Tarefas a realizar ->
**a.** Indique se cada afirmação está de acordo com o trecho, respondendo sim ou não e citando literalmente as palavras do trecho que decidem a questão: (i) a produção pode usar materiais como MDF e acrílico; (ii) a fruteira de vidro foi feita só com recursos digitais; (iii) Andrea vende suas peças apenas por meio da Galeria Nicoli.
**b.** Reescreva o trecho entre "Máquinas CNC, impressoras" e "de reproduzir manualmente.", inclusive, substituindo "fruteira" por "luminária".

Trecho ->
■ ■ ■ ■ ■ ■ ■
Máquinas CNC, impressoras 3D e cortes a laser se encarregam da produção, que pode utilizar materiais variados, de MDF a acrílico, de pinho a laminados plásticos. Mas nem sempre o digital é soberano. Ao desenvolver uma fruteira de vidro baseada em um vórtex, cheia de ranhuras, a profissional lançou mão do artesanal. Para ela, aliás, a união da máquina e da mão é um equilíbrio perfeito. “É interessante tirar o melhor partido de cada um”, afirma. Ela lembra, no entanto, o fato de formas complexas da natureza serem quase impossíveis de reproduzir manualmente.

 

Andrea, que é representada pela Galeria Nicoli, em São Paulo, mas, também, faz vendas diretas, tem planos. “Gostaria de sair um pouco do Brasil e também conectar meu trabalho com uma causa bacana, defendida por uma fundação, por exemplo”, revela.
■ ■ ■ ■ ■ ■ ■
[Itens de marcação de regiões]
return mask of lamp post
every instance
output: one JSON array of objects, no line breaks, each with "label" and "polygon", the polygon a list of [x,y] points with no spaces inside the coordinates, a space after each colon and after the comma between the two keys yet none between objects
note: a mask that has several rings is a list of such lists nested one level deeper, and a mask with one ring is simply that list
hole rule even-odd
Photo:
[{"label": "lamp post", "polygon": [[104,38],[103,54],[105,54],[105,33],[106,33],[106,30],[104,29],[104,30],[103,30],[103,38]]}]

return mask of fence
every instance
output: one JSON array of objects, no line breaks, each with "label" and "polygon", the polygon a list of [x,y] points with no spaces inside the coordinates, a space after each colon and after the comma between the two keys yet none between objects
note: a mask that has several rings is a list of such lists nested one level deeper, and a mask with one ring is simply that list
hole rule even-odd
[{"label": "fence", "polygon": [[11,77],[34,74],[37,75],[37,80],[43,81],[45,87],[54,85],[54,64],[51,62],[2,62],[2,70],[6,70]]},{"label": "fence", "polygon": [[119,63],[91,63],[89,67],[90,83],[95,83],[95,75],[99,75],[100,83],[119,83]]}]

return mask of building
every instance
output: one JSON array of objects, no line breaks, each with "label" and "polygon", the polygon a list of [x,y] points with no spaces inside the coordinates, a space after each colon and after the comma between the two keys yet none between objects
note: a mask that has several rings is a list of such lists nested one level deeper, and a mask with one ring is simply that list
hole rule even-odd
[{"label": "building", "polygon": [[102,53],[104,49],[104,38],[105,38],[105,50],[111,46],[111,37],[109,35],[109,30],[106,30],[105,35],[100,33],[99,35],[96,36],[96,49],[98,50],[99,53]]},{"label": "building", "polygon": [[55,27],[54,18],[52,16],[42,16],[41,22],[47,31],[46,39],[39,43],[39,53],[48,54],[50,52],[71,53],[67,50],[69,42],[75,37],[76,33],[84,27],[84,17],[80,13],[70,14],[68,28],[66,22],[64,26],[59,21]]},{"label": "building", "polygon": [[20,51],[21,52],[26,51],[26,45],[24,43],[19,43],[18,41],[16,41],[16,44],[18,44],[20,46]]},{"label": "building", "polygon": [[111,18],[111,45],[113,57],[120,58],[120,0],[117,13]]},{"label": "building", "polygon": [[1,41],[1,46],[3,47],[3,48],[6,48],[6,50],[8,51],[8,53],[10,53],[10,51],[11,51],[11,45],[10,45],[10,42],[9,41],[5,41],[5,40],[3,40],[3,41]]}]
■ ■ ■ ■ ■ ■ ■
Respostas em ordem ->
**a.**
(i) Sim: "de MDF a acrílico".
(ii) Não: "a profissional lançou mão do artesanal".
(iii) Não: "mas, também, faz vendas diretas".

**b.**
Máquinas CNC, impressoras 3D e cortes a laser se encarregam da produção, que pode utilizar materiais variados, de MDF a acrílico, de pinho a laminados plásticos. Mas nem sempre o digital é soberano. Ao desenvolver uma luminária de vidro baseada em um vórtex, cheia de ranhuras, a profissional lançou mão do artesanal. Para ela, aliás, a união da máquina e da mão é um equilíbrio perfeito. “É interessante tirar o melhor partido de cada um”, afirma. Ela lembra, no entanto, o fato de formas complexas da natureza serem quase impossíveis de reproduzir manualmente.